= Source records =
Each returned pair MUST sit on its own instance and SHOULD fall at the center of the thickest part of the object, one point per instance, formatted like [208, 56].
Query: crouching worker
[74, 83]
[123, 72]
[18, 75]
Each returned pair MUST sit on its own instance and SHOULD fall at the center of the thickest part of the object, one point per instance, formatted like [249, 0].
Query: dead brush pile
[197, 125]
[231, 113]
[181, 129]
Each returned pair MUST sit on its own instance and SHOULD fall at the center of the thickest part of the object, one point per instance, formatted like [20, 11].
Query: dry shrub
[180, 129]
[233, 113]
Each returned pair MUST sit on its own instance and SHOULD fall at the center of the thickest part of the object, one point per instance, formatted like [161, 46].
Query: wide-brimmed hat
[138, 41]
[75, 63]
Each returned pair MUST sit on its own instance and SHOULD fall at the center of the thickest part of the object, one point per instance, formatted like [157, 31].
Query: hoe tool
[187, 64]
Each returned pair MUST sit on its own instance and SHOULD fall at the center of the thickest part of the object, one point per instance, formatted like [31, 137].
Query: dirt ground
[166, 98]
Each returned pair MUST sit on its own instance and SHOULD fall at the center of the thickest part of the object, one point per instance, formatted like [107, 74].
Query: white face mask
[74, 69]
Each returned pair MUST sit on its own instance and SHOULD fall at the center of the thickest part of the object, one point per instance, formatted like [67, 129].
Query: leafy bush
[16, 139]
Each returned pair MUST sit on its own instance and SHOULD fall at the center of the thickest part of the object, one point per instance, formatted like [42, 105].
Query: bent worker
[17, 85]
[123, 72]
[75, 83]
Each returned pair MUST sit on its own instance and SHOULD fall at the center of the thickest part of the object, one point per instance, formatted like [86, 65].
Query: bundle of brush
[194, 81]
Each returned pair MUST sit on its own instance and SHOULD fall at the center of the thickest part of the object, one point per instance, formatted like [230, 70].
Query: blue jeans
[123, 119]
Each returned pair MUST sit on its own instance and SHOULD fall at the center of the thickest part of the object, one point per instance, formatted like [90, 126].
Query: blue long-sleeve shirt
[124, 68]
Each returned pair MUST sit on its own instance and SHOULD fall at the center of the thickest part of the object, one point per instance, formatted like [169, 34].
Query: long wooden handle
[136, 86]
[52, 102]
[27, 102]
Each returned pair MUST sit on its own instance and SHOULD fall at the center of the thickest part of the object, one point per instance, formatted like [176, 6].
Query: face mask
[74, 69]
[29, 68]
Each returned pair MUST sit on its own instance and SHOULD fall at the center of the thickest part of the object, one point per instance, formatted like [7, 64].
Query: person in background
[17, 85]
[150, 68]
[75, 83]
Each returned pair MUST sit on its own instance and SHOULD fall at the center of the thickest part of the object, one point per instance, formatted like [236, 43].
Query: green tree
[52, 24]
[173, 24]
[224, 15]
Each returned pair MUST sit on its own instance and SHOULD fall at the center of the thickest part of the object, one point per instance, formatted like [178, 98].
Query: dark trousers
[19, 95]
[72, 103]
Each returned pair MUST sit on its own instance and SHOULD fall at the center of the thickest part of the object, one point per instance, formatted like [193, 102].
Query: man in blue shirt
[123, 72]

= AIM OF THE EXERCISE =
Print from the line containing "like [7, 64]." to the last line above, exactly as written.

= REPLY TO THE EXERCISE =
Each returned pair MUST sit on its own instance and SHOULD fall at the center of the thickest part of the object, one point per instance, formatted like [7, 64].
Query: person in background
[17, 85]
[150, 68]
[75, 83]
Each returned pair MUST sit on its own instance and SHOULD fall at the center of the thickest part of the object, one point per instance, formatted like [236, 43].
Query: green tree
[52, 24]
[173, 24]
[224, 15]
Each returned pair MUST sit on its own instance and SHOULD fall at the center of the thickest part of the object, one point per instance, formatted like [178, 98].
Query: dark trousers
[19, 95]
[72, 103]
Each returned pair MUST sit on its own instance and SHOULD fall at the center of the thickest part of the object, one point per instance, formatted like [193, 102].
Query: man in blue shirt
[123, 72]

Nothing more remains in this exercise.